## Given problem:
Every line from the one with "the white window" to the end of the data needs to be copied exactly, and no line before it.

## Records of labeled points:
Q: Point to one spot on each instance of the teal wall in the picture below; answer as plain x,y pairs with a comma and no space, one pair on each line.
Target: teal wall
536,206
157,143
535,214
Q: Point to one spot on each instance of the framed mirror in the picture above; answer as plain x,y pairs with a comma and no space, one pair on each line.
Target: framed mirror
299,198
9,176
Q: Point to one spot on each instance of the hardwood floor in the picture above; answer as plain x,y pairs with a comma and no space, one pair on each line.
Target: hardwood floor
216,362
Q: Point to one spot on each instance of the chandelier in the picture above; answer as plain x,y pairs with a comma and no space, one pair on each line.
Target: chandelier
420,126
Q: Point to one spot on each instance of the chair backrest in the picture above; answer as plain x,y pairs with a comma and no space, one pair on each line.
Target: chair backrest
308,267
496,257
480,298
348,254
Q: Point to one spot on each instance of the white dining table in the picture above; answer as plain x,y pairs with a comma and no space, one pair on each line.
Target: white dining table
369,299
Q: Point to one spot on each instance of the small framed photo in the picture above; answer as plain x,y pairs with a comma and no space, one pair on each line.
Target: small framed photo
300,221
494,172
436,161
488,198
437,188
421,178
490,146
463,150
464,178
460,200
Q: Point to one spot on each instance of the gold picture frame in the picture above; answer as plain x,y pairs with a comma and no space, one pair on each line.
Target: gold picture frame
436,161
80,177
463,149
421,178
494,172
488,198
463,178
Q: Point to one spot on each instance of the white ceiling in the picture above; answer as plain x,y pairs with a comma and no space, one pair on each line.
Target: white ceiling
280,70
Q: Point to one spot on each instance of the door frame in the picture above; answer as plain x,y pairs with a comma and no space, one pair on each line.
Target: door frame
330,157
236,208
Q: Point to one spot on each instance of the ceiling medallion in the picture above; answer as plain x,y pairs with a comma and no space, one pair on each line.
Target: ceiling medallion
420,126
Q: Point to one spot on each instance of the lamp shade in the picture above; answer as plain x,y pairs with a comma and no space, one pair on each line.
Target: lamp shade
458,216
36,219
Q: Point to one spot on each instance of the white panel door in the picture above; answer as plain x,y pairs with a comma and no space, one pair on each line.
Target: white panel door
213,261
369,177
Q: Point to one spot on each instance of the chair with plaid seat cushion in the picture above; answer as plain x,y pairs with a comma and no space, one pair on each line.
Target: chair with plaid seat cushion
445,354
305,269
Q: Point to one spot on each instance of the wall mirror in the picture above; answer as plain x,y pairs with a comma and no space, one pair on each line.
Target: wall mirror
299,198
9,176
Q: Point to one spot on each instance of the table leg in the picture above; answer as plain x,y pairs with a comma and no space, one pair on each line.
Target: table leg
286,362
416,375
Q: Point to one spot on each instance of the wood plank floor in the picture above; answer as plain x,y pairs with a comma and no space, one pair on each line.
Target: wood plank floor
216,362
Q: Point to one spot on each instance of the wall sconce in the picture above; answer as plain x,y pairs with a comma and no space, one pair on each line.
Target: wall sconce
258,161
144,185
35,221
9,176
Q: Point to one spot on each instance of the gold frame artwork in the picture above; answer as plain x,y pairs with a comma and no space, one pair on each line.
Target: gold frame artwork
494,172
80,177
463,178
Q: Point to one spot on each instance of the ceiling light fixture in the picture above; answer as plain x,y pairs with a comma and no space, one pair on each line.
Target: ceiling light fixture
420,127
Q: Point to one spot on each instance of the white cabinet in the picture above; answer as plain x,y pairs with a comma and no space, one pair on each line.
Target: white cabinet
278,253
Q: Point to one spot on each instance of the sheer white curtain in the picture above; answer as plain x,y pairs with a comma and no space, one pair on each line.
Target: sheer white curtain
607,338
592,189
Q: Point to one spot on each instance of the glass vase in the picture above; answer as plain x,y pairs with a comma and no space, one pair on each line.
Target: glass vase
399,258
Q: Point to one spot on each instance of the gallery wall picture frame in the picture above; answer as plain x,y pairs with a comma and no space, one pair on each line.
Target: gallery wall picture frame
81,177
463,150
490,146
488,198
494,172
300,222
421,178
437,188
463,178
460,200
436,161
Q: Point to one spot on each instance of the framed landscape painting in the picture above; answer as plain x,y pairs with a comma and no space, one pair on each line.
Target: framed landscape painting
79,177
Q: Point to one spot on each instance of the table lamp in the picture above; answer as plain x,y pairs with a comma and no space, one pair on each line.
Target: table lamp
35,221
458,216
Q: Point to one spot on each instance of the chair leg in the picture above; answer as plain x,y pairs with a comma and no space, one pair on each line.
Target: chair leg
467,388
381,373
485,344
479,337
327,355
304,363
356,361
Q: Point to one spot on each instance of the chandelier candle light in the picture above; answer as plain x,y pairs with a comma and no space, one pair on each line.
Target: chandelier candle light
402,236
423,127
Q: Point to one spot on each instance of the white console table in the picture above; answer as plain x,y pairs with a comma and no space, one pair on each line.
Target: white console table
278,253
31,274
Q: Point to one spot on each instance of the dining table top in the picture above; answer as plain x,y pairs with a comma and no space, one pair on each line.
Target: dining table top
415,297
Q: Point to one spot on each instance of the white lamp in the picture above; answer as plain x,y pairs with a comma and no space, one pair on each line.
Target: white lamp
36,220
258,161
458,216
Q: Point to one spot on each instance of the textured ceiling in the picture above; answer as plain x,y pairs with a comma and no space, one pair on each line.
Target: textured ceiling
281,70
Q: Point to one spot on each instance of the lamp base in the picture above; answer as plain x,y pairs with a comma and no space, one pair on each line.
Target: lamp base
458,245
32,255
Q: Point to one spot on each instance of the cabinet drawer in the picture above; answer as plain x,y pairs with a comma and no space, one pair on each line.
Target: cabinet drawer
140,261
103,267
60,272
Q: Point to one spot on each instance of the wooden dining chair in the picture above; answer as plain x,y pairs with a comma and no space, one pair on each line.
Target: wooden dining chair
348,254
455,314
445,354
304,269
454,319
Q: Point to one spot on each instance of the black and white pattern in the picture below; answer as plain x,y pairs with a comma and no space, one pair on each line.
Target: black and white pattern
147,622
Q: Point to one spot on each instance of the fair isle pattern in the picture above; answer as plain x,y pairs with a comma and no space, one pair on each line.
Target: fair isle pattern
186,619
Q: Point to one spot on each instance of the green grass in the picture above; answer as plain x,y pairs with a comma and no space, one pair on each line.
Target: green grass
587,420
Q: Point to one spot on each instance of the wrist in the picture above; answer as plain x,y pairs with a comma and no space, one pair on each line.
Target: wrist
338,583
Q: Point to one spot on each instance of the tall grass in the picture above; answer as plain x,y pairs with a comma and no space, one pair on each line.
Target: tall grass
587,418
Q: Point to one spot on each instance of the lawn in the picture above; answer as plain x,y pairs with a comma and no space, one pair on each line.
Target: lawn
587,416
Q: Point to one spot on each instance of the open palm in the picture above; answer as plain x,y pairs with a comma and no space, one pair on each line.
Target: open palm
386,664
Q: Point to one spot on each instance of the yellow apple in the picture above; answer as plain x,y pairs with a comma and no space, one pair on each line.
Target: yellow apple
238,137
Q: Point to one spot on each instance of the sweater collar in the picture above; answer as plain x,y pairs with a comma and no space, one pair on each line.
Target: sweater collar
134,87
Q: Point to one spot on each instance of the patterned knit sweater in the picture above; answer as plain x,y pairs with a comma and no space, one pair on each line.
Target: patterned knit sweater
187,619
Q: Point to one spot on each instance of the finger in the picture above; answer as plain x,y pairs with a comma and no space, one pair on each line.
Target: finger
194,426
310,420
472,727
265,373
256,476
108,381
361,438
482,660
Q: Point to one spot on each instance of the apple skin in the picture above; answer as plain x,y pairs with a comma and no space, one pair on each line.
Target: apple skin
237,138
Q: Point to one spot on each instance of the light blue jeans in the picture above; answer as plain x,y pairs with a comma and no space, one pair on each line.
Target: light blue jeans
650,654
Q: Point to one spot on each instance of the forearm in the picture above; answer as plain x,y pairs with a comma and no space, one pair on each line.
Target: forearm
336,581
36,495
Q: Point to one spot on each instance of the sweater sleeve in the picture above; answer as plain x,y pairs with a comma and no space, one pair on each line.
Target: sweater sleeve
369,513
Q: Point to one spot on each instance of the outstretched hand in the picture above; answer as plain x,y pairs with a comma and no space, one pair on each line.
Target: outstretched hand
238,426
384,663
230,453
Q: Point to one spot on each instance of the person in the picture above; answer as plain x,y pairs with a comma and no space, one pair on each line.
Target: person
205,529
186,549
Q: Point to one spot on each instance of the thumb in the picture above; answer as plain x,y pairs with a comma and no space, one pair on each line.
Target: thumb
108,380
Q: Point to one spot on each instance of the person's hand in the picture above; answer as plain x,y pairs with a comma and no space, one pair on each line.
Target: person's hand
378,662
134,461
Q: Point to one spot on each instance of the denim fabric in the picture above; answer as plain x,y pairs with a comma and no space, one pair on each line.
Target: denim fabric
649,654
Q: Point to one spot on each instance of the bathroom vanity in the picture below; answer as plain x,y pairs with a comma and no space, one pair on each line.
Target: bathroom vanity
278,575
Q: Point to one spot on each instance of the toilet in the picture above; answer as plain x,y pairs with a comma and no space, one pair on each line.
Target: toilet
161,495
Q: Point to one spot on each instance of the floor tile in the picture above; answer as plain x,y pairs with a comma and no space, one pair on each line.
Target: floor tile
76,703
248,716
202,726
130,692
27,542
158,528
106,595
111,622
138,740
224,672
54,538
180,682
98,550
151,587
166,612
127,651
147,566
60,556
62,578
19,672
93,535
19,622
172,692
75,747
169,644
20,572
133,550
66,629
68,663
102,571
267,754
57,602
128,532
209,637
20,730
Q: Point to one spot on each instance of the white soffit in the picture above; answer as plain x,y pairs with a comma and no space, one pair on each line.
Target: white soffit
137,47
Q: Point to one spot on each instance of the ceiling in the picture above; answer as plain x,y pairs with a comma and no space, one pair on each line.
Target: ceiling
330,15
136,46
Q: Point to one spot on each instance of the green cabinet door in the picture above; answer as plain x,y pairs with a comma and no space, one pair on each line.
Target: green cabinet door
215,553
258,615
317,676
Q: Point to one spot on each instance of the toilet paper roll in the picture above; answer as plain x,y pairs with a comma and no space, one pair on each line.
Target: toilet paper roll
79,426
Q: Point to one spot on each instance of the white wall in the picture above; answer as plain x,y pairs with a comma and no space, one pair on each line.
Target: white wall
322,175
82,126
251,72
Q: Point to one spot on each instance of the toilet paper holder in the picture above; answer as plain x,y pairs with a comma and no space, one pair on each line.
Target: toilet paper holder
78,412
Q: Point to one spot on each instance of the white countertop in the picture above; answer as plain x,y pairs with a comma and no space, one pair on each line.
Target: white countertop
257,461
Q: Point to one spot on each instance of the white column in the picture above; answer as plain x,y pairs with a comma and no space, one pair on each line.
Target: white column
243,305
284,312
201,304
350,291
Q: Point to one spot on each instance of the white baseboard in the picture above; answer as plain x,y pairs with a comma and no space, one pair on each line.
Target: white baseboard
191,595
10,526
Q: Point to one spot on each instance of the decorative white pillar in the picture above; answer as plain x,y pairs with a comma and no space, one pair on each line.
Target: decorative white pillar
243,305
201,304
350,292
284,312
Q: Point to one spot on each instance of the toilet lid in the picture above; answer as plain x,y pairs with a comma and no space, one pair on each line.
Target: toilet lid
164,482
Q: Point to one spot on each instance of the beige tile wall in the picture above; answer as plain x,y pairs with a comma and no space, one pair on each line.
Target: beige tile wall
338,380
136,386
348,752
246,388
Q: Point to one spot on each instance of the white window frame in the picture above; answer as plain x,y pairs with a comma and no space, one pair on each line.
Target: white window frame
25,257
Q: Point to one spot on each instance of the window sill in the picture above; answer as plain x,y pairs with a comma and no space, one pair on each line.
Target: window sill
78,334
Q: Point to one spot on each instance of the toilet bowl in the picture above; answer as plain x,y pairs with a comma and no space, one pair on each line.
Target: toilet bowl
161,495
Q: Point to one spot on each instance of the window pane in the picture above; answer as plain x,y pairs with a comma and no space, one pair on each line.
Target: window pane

## Exercise response:
Q: Point to one spot on each instance of the white window frame in the picture above; answer as plain x,y pairs with a comma and no space, one pair on each line.
Target: white window frame
25,257
Q: Point to one spot on each instance of the window sill in the picture above; answer as plain x,y pairs with a comma and no space, one pair on each line.
Target: window sill
78,334
Q: Point to one spot on each instance of the toilet bowl in the picture above; answer as plain x,y pairs with a comma and no space, one pair on each line.
Target: toilet bowl
161,495
Q: Point to one spot on each instance of the window pane in the picture above; answer as plain x,y pairs with a comma and no space, one pair on each line.
Target: window pane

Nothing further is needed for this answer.